[Data items]
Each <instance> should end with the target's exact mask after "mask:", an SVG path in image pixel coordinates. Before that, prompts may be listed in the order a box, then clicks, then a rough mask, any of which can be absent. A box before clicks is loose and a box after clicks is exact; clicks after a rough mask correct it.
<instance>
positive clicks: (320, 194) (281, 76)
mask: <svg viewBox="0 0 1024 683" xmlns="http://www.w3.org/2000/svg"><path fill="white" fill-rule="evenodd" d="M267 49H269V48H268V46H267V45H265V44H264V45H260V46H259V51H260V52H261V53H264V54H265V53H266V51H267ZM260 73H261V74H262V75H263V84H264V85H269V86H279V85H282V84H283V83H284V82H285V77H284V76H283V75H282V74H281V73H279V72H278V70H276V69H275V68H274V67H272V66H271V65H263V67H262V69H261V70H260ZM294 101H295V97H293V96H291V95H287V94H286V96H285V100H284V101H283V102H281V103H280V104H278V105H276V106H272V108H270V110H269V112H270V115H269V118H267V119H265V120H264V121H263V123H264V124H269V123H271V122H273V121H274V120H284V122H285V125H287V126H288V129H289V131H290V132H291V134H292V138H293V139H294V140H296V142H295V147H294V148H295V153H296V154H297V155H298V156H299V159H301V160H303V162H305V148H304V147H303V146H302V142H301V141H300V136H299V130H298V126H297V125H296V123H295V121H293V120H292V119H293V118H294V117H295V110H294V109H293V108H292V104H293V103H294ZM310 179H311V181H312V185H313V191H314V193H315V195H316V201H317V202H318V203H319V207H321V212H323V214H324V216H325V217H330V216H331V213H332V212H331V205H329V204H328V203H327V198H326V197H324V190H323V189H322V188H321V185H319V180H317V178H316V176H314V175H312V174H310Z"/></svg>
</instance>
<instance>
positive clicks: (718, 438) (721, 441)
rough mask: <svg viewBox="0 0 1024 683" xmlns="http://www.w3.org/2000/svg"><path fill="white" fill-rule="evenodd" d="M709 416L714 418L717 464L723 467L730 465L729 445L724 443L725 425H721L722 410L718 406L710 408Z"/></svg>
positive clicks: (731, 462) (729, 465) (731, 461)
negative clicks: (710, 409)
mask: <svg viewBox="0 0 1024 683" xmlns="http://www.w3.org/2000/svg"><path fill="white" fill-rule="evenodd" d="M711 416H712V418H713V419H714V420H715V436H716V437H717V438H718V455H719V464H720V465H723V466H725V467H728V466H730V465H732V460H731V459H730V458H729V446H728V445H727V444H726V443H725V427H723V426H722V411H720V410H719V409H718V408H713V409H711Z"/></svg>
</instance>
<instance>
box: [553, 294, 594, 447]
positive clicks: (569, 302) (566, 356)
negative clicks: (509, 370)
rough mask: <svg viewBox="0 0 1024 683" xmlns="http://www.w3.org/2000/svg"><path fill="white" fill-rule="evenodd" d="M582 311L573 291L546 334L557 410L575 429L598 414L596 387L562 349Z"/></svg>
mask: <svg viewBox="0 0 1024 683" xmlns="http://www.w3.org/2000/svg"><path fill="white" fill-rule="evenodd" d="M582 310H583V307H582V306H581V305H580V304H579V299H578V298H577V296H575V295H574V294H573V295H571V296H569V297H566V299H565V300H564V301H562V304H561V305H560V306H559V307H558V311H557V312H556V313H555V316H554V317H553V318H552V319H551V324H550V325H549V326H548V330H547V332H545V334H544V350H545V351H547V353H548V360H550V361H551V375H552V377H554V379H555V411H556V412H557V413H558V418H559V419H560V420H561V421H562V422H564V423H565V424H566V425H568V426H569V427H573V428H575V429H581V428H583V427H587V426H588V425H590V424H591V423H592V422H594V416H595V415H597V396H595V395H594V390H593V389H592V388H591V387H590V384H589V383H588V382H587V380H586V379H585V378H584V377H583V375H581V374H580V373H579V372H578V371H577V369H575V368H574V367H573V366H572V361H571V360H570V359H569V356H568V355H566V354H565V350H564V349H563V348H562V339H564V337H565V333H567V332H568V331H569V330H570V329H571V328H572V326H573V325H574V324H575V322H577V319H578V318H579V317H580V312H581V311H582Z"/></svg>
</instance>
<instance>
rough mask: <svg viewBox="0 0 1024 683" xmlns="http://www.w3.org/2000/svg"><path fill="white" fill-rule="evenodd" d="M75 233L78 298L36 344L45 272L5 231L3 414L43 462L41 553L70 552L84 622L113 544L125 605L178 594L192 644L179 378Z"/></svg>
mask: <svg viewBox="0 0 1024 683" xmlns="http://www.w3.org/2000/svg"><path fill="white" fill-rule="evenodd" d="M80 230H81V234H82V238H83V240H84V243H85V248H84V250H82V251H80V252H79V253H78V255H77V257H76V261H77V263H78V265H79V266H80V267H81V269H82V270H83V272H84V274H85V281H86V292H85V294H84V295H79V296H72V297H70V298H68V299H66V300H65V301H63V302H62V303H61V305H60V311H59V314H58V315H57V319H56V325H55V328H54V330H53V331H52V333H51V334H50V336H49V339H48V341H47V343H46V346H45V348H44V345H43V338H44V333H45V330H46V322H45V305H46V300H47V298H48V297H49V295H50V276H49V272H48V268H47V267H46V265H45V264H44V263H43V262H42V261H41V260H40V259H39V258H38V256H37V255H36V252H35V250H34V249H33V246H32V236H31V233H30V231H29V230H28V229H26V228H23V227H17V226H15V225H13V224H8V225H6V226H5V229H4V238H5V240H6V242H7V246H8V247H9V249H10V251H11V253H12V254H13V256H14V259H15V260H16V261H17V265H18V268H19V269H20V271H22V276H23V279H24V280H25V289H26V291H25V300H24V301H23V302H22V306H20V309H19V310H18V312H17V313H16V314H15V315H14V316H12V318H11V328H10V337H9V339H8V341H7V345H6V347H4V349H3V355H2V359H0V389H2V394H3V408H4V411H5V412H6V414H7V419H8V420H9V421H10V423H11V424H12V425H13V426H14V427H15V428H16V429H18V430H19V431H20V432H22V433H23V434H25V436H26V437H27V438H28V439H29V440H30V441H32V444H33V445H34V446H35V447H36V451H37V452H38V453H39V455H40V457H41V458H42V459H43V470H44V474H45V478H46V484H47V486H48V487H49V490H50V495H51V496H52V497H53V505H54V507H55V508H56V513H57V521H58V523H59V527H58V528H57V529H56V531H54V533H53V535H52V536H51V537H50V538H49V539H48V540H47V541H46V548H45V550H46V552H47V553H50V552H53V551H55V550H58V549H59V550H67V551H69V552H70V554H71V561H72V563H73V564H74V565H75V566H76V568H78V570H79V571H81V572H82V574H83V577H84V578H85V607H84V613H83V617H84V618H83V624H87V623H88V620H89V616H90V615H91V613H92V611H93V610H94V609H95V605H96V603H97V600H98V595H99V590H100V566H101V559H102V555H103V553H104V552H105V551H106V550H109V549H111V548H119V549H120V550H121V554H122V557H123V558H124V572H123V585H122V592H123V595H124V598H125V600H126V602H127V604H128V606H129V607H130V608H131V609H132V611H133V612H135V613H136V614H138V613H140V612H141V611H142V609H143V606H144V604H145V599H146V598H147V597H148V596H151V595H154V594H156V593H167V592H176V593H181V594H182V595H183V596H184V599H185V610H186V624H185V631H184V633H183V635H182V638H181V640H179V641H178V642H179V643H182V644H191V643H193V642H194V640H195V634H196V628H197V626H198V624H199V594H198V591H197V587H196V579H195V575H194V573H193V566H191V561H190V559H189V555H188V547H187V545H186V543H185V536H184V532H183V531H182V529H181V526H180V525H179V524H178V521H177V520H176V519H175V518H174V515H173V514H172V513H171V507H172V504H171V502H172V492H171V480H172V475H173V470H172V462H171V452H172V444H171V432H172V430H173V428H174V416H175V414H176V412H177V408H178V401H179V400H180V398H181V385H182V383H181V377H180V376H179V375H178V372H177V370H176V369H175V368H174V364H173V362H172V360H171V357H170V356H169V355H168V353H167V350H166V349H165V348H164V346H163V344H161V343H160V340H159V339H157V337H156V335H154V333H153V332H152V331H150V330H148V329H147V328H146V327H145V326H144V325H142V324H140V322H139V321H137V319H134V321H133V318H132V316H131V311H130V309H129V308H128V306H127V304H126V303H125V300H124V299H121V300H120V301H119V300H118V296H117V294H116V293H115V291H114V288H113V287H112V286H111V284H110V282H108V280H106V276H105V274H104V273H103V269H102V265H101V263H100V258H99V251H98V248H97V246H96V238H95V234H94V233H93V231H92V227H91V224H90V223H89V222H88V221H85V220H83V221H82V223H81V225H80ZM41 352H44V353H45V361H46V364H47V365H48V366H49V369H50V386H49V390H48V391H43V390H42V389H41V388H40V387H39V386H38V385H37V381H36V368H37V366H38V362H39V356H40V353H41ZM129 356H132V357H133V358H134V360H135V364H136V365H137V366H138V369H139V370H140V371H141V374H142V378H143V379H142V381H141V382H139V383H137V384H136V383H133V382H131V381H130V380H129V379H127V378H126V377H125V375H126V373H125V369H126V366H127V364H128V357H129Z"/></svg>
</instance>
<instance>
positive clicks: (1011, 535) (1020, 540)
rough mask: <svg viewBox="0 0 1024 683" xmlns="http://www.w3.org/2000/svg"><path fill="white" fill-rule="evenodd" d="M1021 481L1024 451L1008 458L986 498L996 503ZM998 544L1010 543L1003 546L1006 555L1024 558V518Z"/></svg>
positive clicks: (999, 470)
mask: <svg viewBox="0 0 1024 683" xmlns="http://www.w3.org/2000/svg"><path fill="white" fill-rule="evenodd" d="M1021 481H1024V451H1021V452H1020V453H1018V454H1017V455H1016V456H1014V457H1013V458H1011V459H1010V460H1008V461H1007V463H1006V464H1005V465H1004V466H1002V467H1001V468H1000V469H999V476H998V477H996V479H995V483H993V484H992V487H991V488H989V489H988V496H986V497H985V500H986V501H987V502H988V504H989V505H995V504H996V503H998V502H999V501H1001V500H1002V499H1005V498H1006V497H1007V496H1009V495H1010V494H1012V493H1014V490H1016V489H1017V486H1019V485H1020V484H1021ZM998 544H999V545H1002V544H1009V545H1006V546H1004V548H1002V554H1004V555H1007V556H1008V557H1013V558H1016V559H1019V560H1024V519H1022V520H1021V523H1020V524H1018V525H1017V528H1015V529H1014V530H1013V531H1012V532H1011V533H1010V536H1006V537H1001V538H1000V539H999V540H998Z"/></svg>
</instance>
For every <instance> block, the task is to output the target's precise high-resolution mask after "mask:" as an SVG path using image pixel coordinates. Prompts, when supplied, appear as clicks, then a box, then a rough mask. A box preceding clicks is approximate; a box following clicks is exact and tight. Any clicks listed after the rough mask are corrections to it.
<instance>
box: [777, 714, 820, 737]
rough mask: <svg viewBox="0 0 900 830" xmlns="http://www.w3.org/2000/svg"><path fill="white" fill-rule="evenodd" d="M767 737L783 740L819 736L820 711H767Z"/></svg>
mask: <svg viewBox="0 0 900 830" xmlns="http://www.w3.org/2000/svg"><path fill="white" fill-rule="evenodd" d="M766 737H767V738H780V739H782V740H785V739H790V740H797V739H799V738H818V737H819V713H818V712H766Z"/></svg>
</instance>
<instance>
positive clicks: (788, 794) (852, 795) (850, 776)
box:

WORK REQUIRED: Please format the listing above as a numbered list, starting with its first line and going on through the line that contains "positive clicks: (731, 462)", with both ends included and blank lines left out.

RESULT:
1. Each <instance> should end with the target's exact mask after "mask:", an SVG path in image pixel coordinates. Before that, prompts may be listed in the order a box, then clicks, then a rough mask, any of which can be absent. A box before clicks is loose and a box after clicks is exact; clicks after a rough mask correct it.
2. <instance>
3. positive clicks: (320, 194) (281, 76)
4. mask: <svg viewBox="0 0 1024 683" xmlns="http://www.w3.org/2000/svg"><path fill="white" fill-rule="evenodd" d="M267 49H269V48H268V46H267V45H265V44H264V45H260V46H259V51H260V52H261V53H264V54H265V53H266V51H267ZM260 73H261V74H262V75H263V84H264V85H269V86H279V85H282V84H283V83H284V82H285V77H284V76H283V75H282V74H281V73H279V72H278V70H276V69H275V68H274V67H272V66H271V65H263V67H262V69H261V70H260ZM294 101H295V97H293V96H291V95H287V94H286V96H285V100H284V101H283V102H281V103H280V104H278V105H276V106H272V108H270V110H269V112H270V115H269V118H267V119H265V120H264V121H263V123H264V124H269V123H271V122H273V121H274V120H284V122H285V125H287V126H288V129H289V131H290V132H291V134H292V138H293V139H294V140H296V142H295V147H294V148H295V153H296V154H297V155H298V156H299V159H301V160H303V162H305V148H304V147H303V146H302V142H301V141H300V136H299V130H298V126H297V125H296V123H295V121H293V120H292V119H293V118H294V117H295V110H294V109H293V108H292V104H293V103H294ZM310 179H311V181H312V185H313V191H314V193H315V195H316V201H317V202H318V203H319V207H321V212H323V214H324V216H325V217H330V216H331V213H332V212H331V205H329V204H328V203H327V198H326V197H324V190H323V189H322V188H321V185H319V180H317V178H316V176H314V175H312V174H310Z"/></svg>
5. </instance>
6. <instance>
7. positive clicks: (718, 438) (721, 441)
8. rough mask: <svg viewBox="0 0 1024 683" xmlns="http://www.w3.org/2000/svg"><path fill="white" fill-rule="evenodd" d="M709 416L714 418L717 464L723 467L730 465L729 445L724 443L725 425H721L722 410L718 406L710 408Z"/></svg>
9. positive clicks: (731, 462) (729, 465) (731, 461)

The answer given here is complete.